Written instruction. Could you copy every line of the rows, starting with the line with "Target: long wavy hair" and going on through the end of the rows, and add 84 to each number in the point coordinates?

(Part of a data file)
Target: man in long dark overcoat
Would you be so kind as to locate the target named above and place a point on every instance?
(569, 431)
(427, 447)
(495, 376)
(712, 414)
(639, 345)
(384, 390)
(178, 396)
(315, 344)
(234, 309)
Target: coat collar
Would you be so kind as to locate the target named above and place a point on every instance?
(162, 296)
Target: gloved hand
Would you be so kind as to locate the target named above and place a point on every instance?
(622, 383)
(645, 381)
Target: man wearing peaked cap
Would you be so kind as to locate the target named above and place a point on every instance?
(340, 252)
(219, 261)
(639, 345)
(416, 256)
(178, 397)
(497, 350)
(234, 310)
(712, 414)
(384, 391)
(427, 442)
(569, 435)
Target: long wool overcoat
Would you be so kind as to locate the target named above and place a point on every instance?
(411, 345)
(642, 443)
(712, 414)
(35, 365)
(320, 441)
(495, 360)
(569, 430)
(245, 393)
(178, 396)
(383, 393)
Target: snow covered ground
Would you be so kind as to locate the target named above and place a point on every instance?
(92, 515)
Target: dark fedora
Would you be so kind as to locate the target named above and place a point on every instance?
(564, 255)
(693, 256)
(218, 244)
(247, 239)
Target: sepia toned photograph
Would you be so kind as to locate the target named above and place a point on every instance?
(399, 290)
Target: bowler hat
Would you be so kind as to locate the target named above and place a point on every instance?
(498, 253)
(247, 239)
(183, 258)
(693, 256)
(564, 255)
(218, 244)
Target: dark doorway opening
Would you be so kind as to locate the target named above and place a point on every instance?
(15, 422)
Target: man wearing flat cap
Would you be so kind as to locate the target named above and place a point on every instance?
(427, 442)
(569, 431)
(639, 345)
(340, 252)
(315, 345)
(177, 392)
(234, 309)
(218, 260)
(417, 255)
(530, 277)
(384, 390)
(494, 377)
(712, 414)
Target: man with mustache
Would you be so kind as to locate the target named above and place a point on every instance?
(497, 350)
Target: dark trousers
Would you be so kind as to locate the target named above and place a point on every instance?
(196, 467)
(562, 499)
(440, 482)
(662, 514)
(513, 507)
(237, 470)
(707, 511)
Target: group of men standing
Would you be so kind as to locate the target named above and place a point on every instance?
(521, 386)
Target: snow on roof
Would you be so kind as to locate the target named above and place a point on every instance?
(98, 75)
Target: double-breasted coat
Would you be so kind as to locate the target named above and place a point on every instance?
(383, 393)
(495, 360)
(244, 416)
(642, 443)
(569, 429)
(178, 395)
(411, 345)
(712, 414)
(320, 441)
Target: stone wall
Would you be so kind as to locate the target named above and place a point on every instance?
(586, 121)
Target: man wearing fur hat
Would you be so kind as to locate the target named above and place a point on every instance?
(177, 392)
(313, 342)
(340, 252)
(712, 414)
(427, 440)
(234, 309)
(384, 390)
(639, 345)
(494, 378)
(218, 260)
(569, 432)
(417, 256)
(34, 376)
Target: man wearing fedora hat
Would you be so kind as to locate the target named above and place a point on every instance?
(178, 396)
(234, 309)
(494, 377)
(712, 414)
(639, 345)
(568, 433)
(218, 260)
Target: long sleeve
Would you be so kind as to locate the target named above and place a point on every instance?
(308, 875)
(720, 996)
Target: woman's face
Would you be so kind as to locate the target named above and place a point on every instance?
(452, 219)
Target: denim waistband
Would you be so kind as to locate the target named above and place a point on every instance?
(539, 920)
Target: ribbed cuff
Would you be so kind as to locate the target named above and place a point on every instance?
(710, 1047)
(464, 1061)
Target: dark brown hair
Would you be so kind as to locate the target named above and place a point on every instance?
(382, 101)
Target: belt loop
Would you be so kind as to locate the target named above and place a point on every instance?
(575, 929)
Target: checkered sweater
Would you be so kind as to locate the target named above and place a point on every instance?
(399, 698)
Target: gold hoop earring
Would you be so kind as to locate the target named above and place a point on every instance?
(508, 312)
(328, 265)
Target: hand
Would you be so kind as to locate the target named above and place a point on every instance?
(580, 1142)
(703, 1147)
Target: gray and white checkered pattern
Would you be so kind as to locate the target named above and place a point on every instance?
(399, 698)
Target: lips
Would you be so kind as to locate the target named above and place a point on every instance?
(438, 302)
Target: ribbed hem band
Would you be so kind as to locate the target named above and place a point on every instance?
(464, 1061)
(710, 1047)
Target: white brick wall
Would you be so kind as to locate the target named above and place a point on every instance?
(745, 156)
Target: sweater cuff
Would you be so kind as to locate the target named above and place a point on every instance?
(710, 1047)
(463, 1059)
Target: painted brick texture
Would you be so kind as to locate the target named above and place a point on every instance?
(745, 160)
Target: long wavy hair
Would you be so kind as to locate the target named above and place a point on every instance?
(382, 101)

Result for this exercise.
Target: long wavy hair
Would you be so kind as to locate the target named above and place a point on every instance?
(466, 185)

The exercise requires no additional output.